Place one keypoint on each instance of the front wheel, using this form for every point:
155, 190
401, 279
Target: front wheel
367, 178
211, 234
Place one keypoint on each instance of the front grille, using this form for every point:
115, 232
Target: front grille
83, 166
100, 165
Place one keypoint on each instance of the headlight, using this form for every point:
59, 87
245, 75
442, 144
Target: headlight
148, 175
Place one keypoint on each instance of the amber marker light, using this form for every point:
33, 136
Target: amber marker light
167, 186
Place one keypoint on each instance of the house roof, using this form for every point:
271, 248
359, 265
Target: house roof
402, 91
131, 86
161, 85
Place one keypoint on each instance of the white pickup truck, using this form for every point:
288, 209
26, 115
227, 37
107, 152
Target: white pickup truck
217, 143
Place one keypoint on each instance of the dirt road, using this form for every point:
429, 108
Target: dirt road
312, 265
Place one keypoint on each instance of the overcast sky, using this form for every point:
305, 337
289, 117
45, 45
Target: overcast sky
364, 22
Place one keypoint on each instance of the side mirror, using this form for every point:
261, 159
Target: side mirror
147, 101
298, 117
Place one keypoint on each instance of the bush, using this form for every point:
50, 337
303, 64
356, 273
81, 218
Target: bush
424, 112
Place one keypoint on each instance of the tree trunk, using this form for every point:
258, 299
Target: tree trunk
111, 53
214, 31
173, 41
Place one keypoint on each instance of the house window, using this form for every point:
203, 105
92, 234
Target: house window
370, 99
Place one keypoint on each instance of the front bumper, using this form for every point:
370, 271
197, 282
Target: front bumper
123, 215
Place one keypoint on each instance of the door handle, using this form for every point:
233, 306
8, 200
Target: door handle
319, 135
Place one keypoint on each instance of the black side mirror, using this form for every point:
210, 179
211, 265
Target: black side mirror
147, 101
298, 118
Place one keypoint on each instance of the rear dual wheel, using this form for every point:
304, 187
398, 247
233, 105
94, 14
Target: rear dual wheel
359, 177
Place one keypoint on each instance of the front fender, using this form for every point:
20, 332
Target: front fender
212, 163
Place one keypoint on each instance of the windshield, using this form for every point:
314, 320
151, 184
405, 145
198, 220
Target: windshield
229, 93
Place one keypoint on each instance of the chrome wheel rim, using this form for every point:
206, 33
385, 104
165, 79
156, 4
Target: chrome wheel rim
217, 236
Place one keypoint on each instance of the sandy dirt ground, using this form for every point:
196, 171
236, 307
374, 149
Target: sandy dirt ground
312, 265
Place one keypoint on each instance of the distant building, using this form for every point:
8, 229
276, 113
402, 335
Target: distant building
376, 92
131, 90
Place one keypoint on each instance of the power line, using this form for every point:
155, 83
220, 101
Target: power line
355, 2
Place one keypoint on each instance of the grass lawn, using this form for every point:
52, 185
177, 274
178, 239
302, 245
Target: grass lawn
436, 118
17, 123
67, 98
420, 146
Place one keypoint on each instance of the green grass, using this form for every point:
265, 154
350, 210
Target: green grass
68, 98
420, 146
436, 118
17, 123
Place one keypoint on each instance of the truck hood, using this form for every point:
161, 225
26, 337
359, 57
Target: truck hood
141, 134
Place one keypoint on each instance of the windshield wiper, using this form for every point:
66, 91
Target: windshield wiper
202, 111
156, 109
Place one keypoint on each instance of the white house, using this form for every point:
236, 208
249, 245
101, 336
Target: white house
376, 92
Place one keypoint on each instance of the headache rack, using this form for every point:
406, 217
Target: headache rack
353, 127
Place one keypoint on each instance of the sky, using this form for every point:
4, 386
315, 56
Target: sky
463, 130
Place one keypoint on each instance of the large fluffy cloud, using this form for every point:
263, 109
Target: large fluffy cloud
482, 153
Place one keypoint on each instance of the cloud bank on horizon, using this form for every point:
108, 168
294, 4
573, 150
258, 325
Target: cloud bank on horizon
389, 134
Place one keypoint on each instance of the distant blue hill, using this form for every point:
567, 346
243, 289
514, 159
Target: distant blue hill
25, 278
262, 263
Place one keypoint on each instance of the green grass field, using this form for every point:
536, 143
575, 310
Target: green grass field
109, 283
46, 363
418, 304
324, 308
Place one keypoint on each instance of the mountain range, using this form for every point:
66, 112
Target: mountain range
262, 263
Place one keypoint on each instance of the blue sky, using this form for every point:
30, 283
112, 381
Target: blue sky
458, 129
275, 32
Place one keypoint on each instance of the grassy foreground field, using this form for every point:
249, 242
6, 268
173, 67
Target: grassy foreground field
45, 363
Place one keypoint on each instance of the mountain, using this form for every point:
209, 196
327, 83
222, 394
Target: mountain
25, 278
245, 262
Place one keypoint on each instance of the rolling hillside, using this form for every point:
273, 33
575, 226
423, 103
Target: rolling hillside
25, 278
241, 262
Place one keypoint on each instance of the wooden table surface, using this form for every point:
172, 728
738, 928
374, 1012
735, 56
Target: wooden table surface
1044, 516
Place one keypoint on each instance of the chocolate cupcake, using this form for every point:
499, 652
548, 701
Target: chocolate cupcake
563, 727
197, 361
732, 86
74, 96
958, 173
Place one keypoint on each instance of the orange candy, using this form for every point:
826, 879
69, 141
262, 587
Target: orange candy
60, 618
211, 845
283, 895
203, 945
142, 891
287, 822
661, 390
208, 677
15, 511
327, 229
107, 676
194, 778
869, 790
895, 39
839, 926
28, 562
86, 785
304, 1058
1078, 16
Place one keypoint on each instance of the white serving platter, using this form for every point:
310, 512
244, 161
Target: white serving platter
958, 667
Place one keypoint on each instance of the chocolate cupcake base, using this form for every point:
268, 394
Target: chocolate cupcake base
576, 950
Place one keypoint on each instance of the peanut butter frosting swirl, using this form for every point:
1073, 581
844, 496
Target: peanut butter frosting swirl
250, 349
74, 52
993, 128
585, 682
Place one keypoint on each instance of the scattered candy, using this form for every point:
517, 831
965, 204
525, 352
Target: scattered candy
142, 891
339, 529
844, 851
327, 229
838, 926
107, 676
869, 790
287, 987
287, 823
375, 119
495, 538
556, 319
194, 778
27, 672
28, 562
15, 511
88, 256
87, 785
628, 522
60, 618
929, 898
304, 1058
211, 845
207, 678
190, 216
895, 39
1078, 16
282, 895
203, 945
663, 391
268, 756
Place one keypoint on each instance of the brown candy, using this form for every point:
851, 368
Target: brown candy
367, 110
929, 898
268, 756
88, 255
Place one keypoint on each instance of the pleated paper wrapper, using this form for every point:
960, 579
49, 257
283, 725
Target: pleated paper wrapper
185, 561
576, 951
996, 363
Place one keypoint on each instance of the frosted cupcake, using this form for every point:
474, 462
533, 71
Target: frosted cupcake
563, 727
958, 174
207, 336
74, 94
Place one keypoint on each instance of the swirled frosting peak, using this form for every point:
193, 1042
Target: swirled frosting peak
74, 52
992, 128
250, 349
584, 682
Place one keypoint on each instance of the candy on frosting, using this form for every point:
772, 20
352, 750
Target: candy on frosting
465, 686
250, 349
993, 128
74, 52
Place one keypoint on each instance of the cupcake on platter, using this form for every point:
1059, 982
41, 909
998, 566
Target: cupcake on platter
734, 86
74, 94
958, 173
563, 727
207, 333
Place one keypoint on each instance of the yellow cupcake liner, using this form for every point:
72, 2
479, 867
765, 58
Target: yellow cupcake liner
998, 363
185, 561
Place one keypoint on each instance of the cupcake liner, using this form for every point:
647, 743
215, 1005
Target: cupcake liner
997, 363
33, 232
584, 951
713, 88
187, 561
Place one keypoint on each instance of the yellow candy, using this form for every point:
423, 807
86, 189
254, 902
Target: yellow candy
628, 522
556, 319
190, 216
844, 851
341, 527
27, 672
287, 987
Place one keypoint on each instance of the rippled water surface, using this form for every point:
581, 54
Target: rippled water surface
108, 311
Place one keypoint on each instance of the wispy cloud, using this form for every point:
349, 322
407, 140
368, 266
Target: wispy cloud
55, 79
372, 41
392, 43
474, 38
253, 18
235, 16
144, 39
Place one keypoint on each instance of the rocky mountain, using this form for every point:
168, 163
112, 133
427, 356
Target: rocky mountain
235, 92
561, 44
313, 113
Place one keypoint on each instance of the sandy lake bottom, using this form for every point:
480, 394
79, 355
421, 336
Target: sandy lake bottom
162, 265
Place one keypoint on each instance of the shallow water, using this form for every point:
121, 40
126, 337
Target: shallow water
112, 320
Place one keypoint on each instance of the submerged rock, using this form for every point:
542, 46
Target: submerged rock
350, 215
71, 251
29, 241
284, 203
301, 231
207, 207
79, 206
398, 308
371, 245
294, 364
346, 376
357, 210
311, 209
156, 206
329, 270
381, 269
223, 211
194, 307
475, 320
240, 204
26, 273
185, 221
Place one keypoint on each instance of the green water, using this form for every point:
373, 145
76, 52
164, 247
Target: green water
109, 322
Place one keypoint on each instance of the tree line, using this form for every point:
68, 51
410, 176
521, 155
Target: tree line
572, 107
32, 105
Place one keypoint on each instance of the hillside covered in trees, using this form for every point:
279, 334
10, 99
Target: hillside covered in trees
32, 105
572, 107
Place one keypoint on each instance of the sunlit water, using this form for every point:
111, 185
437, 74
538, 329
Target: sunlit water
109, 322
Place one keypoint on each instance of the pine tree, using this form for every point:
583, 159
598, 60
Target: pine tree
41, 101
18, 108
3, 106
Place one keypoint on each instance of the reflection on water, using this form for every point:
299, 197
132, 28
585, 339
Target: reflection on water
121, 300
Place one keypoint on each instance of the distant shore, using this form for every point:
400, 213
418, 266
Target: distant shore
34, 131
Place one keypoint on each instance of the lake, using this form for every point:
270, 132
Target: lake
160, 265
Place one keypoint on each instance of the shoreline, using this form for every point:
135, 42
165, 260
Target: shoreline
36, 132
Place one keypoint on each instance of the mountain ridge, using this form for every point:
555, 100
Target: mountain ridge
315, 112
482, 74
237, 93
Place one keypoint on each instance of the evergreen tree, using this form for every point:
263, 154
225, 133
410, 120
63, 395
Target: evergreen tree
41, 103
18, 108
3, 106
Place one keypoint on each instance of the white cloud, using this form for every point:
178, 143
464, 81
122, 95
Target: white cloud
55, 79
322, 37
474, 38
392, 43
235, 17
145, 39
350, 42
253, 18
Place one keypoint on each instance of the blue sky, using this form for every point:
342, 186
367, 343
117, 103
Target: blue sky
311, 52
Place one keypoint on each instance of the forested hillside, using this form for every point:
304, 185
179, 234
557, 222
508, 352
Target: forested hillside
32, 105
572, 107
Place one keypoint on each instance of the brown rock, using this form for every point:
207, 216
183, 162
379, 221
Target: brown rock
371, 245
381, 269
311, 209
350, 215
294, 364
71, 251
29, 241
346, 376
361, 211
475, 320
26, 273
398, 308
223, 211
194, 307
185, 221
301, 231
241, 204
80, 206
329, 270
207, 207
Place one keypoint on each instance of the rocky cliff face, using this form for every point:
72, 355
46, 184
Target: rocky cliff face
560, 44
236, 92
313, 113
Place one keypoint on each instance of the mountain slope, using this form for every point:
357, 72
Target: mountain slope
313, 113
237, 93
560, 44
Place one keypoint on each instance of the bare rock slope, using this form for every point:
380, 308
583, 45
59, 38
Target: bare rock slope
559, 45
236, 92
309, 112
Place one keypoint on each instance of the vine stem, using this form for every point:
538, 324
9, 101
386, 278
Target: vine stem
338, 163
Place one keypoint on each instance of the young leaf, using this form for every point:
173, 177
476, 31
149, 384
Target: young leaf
--------------------------------
_Short task_
From the line containing "Place one keypoint on each instance of the white cloud, using" through the final line of the listing above, retype every line exactly; leave out everything else.

_Answer to this exercise_
Place one keypoint on each instance of the white cloud, using this form for every point:
178, 143
464, 81
122, 95
Target: white cloud
55, 79
322, 37
474, 38
392, 43
235, 17
145, 39
350, 42
253, 18
Place one keypoint on each instance of the blue sky, using this form for every point:
342, 186
367, 343
117, 103
Target: blue sky
311, 52
Place one keypoint on each instance of the forested hillside, using this form for every point:
304, 185
179, 234
557, 222
508, 352
Target: forested hillside
32, 105
572, 107
Place one keypoint on each instance of the brown rock, using this form for every point:
207, 216
183, 162
379, 221
Target: brown rock
371, 245
381, 269
311, 209
350, 215
294, 364
71, 251
29, 241
346, 376
361, 211
475, 320
26, 273
398, 308
223, 211
194, 307
185, 221
301, 231
241, 204
80, 206
329, 270
207, 207
Place one keypoint on each instance of the rocky cliff face, using this form for every point:
72, 355
46, 184
Target: rocky cliff face
560, 44
236, 92
313, 113
Place one keypoint on each instance of the mountain slope, using this form for every point:
357, 72
Target: mountain slope
313, 113
237, 93
560, 44
Place one keypoint on each instance of the bare rock slope, using this form for every point:
380, 308
583, 45
59, 38
Target: bare rock slope
559, 45
236, 92
309, 112
Place one keypoint on each instance of the vine stem, using this form for every point:
538, 324
9, 101
386, 278
Target: vine stem
338, 163
Place one keypoint on each instance of the young leaf, using this form for every point:
173, 177
476, 31
149, 384
Target: young leaf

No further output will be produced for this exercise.